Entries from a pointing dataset

______

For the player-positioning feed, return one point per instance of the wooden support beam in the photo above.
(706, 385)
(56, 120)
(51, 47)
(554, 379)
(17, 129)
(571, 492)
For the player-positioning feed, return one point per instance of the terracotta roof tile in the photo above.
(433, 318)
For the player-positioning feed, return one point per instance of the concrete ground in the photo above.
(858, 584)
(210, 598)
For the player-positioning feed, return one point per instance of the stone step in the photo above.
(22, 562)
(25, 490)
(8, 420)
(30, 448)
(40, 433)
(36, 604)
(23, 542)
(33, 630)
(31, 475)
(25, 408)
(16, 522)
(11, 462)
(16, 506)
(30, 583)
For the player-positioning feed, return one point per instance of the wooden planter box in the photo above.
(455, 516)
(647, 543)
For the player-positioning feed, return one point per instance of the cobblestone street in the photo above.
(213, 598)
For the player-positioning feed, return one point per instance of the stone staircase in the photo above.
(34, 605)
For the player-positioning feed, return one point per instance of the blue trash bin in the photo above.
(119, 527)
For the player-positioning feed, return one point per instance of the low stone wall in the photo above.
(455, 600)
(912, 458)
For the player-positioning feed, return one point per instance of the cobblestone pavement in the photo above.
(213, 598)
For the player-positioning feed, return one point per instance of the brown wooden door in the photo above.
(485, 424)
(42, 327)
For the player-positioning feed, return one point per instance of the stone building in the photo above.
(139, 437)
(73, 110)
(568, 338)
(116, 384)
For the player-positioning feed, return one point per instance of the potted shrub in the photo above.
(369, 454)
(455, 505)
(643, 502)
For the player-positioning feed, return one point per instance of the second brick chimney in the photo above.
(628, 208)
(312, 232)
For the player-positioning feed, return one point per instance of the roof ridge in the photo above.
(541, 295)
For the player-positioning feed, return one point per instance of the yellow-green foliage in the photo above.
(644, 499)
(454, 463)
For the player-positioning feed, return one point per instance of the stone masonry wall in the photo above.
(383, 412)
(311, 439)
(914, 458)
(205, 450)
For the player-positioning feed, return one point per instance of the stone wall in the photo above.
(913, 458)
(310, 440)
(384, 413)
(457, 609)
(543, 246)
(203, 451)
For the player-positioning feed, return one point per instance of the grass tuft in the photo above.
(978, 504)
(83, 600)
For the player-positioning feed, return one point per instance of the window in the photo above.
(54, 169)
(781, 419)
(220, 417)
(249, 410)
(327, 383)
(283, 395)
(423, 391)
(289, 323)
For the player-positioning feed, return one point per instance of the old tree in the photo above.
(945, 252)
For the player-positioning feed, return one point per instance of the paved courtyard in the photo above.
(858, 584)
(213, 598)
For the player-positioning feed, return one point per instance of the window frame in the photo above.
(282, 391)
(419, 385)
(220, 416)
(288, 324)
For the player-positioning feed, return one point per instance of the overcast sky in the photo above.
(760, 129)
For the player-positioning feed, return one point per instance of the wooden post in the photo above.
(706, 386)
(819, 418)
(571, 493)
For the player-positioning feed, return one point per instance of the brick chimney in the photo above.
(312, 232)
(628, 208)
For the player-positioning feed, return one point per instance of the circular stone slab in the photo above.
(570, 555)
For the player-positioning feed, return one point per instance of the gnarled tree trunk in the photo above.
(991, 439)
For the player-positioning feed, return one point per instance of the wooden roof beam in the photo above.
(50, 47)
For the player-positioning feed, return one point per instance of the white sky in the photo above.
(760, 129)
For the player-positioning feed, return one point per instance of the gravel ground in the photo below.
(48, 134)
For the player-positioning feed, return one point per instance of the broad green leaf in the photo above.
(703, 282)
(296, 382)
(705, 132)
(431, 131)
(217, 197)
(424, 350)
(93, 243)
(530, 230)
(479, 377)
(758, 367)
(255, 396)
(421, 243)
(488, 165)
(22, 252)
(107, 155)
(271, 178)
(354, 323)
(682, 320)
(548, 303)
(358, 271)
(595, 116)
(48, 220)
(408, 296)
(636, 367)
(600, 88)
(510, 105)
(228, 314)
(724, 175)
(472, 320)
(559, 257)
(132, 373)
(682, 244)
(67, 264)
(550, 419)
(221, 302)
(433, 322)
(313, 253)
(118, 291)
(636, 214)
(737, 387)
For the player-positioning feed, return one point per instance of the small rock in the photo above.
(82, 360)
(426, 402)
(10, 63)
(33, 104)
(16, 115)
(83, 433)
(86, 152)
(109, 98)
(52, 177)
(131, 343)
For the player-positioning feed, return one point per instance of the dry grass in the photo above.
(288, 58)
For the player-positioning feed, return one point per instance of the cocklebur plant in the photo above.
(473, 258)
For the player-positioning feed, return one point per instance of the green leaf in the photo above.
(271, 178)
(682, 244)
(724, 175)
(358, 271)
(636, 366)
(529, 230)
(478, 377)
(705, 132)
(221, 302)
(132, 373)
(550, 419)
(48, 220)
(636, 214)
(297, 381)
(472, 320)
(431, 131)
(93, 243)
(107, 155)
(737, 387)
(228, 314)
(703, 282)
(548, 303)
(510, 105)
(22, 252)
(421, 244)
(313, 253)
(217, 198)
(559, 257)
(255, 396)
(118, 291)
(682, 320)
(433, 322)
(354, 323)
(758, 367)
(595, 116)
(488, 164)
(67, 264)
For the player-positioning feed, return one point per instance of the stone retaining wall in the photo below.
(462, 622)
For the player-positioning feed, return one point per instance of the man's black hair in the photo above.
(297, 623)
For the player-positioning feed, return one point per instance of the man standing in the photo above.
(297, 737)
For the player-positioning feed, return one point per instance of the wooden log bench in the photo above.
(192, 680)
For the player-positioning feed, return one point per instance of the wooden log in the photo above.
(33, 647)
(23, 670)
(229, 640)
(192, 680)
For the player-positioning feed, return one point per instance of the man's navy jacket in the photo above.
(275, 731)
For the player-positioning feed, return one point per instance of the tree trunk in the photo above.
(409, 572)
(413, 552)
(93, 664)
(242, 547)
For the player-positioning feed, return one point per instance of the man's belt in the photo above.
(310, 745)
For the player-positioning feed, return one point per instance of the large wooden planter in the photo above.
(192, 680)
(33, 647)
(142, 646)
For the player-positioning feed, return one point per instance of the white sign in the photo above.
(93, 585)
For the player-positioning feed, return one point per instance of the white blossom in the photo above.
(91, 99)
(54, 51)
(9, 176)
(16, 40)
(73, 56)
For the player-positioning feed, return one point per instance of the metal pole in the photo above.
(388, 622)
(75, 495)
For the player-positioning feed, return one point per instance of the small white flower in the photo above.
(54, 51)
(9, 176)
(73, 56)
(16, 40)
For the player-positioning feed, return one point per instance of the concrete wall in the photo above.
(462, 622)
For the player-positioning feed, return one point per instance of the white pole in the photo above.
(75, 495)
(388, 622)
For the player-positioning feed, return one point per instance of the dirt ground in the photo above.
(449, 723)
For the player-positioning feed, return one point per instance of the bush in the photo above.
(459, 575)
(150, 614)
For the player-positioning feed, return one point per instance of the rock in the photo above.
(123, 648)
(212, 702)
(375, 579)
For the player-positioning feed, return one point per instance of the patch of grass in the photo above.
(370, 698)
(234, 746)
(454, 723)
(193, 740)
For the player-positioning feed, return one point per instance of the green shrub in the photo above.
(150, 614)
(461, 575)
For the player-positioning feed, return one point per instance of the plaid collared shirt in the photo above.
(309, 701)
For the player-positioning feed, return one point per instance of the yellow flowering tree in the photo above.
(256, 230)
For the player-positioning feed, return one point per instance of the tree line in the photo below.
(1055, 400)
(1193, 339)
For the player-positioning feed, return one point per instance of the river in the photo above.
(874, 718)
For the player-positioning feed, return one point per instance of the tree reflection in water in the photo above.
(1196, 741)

______

# What is being asked:
From the records above, extract each line exactly as shown.

# Result of the exercise:
For the player-positioning feed, return one point per instance of the wooden support beam in the photo above.
(706, 385)
(56, 120)
(51, 47)
(554, 379)
(17, 129)
(571, 492)
For the player-positioning feed, return one point per instance of the terracotta roof tile in the photo above.
(433, 318)
For the player-positioning feed, return one point per instance of the concrete ground in the photo above.
(858, 584)
(210, 598)
For the player-positioning feed, return one point per instance of the stone step in the photo above.
(22, 562)
(25, 490)
(8, 420)
(30, 448)
(40, 433)
(36, 604)
(23, 542)
(33, 630)
(31, 475)
(25, 408)
(16, 522)
(11, 462)
(16, 506)
(30, 583)
For the player-positioning feed, return one point per instance of the wooden planter box in the photo above.
(455, 516)
(647, 543)
For the player-positioning feed, return one point per instance of the cobblestone street in the photo above.
(213, 598)
For the player-positioning feed, return one point per instance of the stone staircase in the photo above.
(34, 605)
For the player-positioning feed, return one point per instance of the blue trash bin in the photo above.
(119, 527)
For the player-positioning feed, return one point per instance of the low stone wall in the photo above.
(455, 600)
(912, 458)
For the player-positioning feed, return one point per instance of the cobblestone pavement in the photo above.
(213, 598)
For the player-positioning feed, return one point per instance of the brown wooden door in the photo above.
(485, 424)
(42, 327)
For the player-positioning feed, return one point per instance of the stone building in the photo above.
(139, 437)
(73, 110)
(568, 338)
(116, 384)
For the player-positioning feed, return one point per instance of the potted shrub in the photo above.
(369, 454)
(455, 505)
(643, 502)
For the player-positioning feed, return one point per instance of the second brick chimney in the photo above.
(628, 208)
(312, 232)
For the player-positioning feed, return one point per instance of the roof ridge in the photo above.
(541, 295)
For the player-positioning feed, return one point per instance of the yellow-green foliage in the photo above.
(644, 499)
(454, 463)
For the player-positioning feed, return one point per instance of the stone masonry wall in the photo above.
(383, 412)
(311, 439)
(914, 458)
(205, 450)
For the player-positioning feed, return one point per instance of the stone wall in the photo above.
(913, 458)
(310, 440)
(384, 413)
(457, 609)
(543, 246)
(203, 451)
For the player-positioning feed, return one point per instance of the grass tuft in the photo above.
(978, 504)
(83, 600)
For the player-positioning feed, return one point per instance of the window in the photo above.
(54, 169)
(781, 419)
(220, 417)
(249, 410)
(327, 383)
(283, 395)
(423, 391)
(289, 323)
For the player-positioning feed, return one point per instance of the old tree in the photo above.
(945, 252)
For the player-positioning feed, return one point per instance of the paved courtyard in the photo above.
(858, 584)
(213, 598)
For the player-positioning feed, return one point per instance of the window frame in the photo above.
(282, 391)
(419, 385)
(220, 416)
(288, 324)
For the player-positioning feed, return one point per instance of the overcast sky in the photo above.
(760, 129)
For the player-positioning feed, return one point per instance of the wooden post in the photo above.
(706, 386)
(819, 418)
(571, 493)
For the player-positioning feed, return one point per instance of the brick chimney in the photo above.
(312, 232)
(628, 208)
For the player-positioning feed, return one point per instance of the circular stone slab in the photo above.
(570, 555)
For the player-positioning feed, return one point per instance of the gnarled tree trunk in the photo above.
(991, 439)
For the player-positioning feed, return one point per instance of the wooden roof beam in the photo above.
(50, 47)
For the player-positioning feed, return one point per instance of the white sky in the photo above.
(760, 129)
For the player-positioning feed, return one point per instance of the gravel ground in the photo below.
(48, 134)
For the player-positioning feed, return one point per instance of the broad green leaf in the photo above.
(703, 282)
(296, 382)
(705, 132)
(431, 131)
(217, 197)
(424, 350)
(93, 243)
(530, 230)
(479, 377)
(758, 367)
(255, 396)
(421, 243)
(488, 165)
(22, 252)
(107, 155)
(271, 178)
(354, 323)
(682, 320)
(548, 303)
(358, 271)
(595, 116)
(48, 220)
(408, 296)
(636, 367)
(600, 88)
(510, 105)
(228, 314)
(724, 175)
(472, 320)
(559, 257)
(132, 373)
(682, 244)
(67, 264)
(550, 419)
(221, 302)
(433, 322)
(313, 253)
(118, 291)
(636, 214)
(737, 387)
For the player-positioning feed, return one point per instance of the small rock in the photo above.
(82, 360)
(426, 402)
(10, 63)
(33, 104)
(16, 115)
(83, 433)
(86, 152)
(109, 98)
(52, 177)
(131, 343)
For the player-positioning feed, return one point per instance of the dry grass in the photo above.
(288, 58)
For the player-positioning feed, return one point per instance of the cocklebur plant in the photo above.
(473, 258)
For the player-positioning feed, return one point per instance of the green leaf in the photo above.
(271, 178)
(682, 244)
(724, 175)
(358, 271)
(636, 366)
(529, 230)
(478, 377)
(705, 132)
(221, 302)
(132, 373)
(550, 419)
(48, 220)
(636, 214)
(297, 381)
(472, 320)
(431, 131)
(93, 243)
(107, 155)
(737, 387)
(228, 314)
(703, 282)
(548, 303)
(510, 105)
(22, 252)
(421, 244)
(313, 253)
(217, 198)
(559, 257)
(255, 396)
(118, 291)
(682, 320)
(433, 322)
(354, 323)
(758, 367)
(595, 116)
(488, 164)
(67, 264)
For the player-positioning feed, return one point per instance of the stone retaining wall in the photo below.
(462, 622)
For the player-positioning feed, return one point per instance of the man's black hair in the photo above.
(297, 623)
For the player-positioning feed, return one point per instance of the man standing in the photo above.
(297, 737)
For the player-positioning feed, return one point per instance of the wooden log bench in the photo above.
(192, 680)
For the player-positioning feed, return one point per instance of the wooden log in the photo above.
(33, 647)
(23, 670)
(229, 640)
(192, 680)
For the player-positioning feed, return one point per instance of the man's navy jacket in the photo above.
(275, 731)
For the player-positioning feed, return one point per instance of the tree trunk in the photo above.
(409, 572)
(413, 552)
(93, 664)
(242, 547)
For the player-positioning feed, return one point per instance of the man's belt in the photo above.
(310, 745)
For the player-positioning feed, return one point per instance of the large wooden planter in the photo above.
(192, 680)
(33, 647)
(142, 646)
For the player-positioning feed, return one point per instance of the white sign in the photo above.
(93, 585)
For the player-positioning feed, return one point per instance of the white blossom in the photo above.
(91, 99)
(54, 51)
(9, 176)
(16, 40)
(73, 56)
For the player-positioning feed, return one point per instance of the metal pole in the photo above.
(388, 622)
(75, 495)
For the player-positioning feed, return one point per instance of the small white flower in the photo above.
(54, 51)
(9, 176)
(73, 56)
(16, 40)
For the player-positioning feed, return one point per instance of the concrete wall in the photo above.
(462, 622)
For the player-positioning feed, return one point per instance of the white pole in the photo above.
(75, 495)
(388, 622)
For the player-positioning feed, return one point per instance of the dirt ground in the photo above.
(449, 723)
For the player-positioning feed, return one point per instance of the bush in the photo above.
(459, 575)
(150, 614)
For the player-positioning feed, return one point per instance of the rock in the photo above.
(123, 648)
(212, 702)
(375, 579)
For the player-positioning feed, return one point per instance of the patch of grass in the photo above.
(370, 698)
(234, 746)
(454, 723)
(193, 740)
For the player-positioning feed, return one point per instance of the green shrub in the photo above.
(150, 614)
(461, 575)
For the player-positioning feed, return one point per instance of the plaid collared shirt in the photo above.
(309, 701)
For the player-positioning feed, return one point per instance of the yellow flowering tree in the photo above.
(256, 230)
For the player-positioning feed, return one point per instance of the tree line in the photo below.
(1055, 400)
(1193, 339)
For the player-positioning feed, return one point per instance of the river in the photo above.
(874, 718)
For the player-positioning feed, return one point per instance of the tree reflection in water in the photo above.
(1196, 741)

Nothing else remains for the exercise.